**任务说明:** 将下面材料的每一行原样返回，不做任何改动。
# # # #
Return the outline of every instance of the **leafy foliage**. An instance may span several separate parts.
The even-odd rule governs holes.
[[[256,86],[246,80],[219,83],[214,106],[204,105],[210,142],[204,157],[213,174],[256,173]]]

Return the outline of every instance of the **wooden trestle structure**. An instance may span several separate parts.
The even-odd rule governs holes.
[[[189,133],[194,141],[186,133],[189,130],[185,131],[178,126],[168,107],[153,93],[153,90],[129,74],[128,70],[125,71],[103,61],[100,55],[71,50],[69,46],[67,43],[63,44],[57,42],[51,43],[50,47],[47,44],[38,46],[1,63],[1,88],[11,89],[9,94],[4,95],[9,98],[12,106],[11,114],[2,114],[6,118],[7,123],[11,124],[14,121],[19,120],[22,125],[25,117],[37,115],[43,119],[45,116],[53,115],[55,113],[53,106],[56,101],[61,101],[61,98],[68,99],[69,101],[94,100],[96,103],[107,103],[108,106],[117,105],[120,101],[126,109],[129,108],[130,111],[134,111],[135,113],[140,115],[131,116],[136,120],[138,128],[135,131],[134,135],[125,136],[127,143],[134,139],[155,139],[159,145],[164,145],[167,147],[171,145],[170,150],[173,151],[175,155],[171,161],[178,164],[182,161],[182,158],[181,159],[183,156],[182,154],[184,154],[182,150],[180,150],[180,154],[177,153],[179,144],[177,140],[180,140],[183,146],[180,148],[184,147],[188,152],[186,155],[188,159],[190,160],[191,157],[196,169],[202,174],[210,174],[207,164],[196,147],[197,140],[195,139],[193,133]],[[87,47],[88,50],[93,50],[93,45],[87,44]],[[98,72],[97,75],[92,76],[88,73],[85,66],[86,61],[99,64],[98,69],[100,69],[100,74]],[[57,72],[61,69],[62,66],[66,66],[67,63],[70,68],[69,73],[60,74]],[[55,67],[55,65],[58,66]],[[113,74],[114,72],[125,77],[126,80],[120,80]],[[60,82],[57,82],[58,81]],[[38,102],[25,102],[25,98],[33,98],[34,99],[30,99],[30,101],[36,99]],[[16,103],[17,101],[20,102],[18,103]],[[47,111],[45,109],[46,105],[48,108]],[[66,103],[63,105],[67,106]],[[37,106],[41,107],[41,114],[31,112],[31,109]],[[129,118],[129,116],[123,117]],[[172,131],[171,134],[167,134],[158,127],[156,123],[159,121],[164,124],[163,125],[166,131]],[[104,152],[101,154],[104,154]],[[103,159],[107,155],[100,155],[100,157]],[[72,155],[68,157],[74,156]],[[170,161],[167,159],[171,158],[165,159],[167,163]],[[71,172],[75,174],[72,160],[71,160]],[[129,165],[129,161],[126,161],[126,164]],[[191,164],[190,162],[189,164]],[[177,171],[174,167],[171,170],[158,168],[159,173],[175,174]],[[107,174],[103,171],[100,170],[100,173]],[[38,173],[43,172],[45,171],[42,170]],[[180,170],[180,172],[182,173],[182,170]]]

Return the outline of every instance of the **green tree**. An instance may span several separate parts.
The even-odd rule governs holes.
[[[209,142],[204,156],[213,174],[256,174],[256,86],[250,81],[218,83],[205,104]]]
# # # #
**回答:**
Return the outline of every instance of the **leafy foliage**. An instance may span several separate parts.
The even-odd rule governs holes.
[[[256,86],[246,80],[219,83],[214,106],[204,105],[210,142],[204,157],[213,174],[256,173]]]

Return the outline of every instance of the **wooden trestle structure**. An instance may span several separate parts.
The even-odd rule governs holes.
[[[189,133],[194,141],[186,133],[189,130],[185,131],[178,126],[168,107],[153,93],[153,90],[129,74],[128,70],[125,71],[103,61],[100,55],[71,50],[69,46],[67,43],[63,44],[57,42],[51,43],[50,47],[47,44],[38,46],[1,63],[1,88],[11,89],[9,94],[4,95],[9,98],[12,106],[11,114],[2,114],[6,118],[7,123],[11,124],[14,121],[19,120],[22,125],[25,117],[37,115],[43,119],[45,116],[53,115],[55,113],[53,106],[56,101],[61,101],[61,98],[68,99],[69,101],[94,100],[96,103],[107,103],[108,106],[117,105],[120,101],[126,109],[129,108],[130,111],[134,111],[135,113],[140,115],[131,116],[136,120],[138,128],[135,131],[134,135],[125,136],[127,143],[134,139],[155,139],[159,145],[164,145],[167,147],[171,145],[170,150],[173,151],[175,155],[171,161],[178,164],[182,161],[182,158],[181,159],[183,156],[182,154],[184,154],[182,150],[180,150],[180,154],[177,153],[179,144],[177,140],[180,140],[183,146],[180,148],[184,147],[188,152],[186,155],[188,159],[190,160],[191,157],[196,169],[202,174],[210,174],[207,164],[196,147],[197,140],[195,139],[193,133]],[[87,47],[88,50],[93,50],[93,45],[87,44]],[[98,72],[97,75],[92,76],[88,73],[85,66],[86,61],[99,64],[98,69],[100,69],[100,74]],[[57,72],[61,69],[62,66],[66,66],[67,63],[70,68],[69,73],[60,74]],[[55,67],[55,65],[58,66]],[[113,74],[114,72],[125,77],[126,80],[120,80]],[[60,82],[57,82],[58,81]],[[38,102],[25,102],[25,98],[33,98],[34,99],[30,99],[30,101],[36,99]],[[16,103],[17,101],[20,102],[18,103]],[[47,111],[45,109],[46,105],[48,108]],[[66,103],[63,105],[67,106]],[[37,106],[41,107],[41,114],[31,112],[31,109]],[[129,118],[129,116],[123,117]],[[172,131],[171,134],[167,134],[158,127],[156,123],[159,121],[164,124],[163,125],[166,131]],[[104,152],[101,154],[104,154]],[[103,159],[107,155],[100,155],[100,157]],[[72,155],[68,157],[74,156]],[[170,161],[167,159],[171,158],[165,159],[167,163]],[[71,172],[75,174],[72,160],[71,160]],[[129,165],[129,161],[126,161],[126,164]],[[191,164],[190,162],[189,164]],[[177,171],[174,167],[171,170],[158,168],[159,173],[175,174]],[[107,174],[103,171],[100,170],[100,173]],[[38,173],[43,172],[45,171],[42,170]],[[180,170],[180,172],[182,173],[182,170]]]

Return the outline of every instance of the **green tree**. An instance may span several separate parts.
The even-odd rule governs holes.
[[[209,142],[204,156],[213,174],[256,174],[256,86],[250,81],[218,83],[205,104]]]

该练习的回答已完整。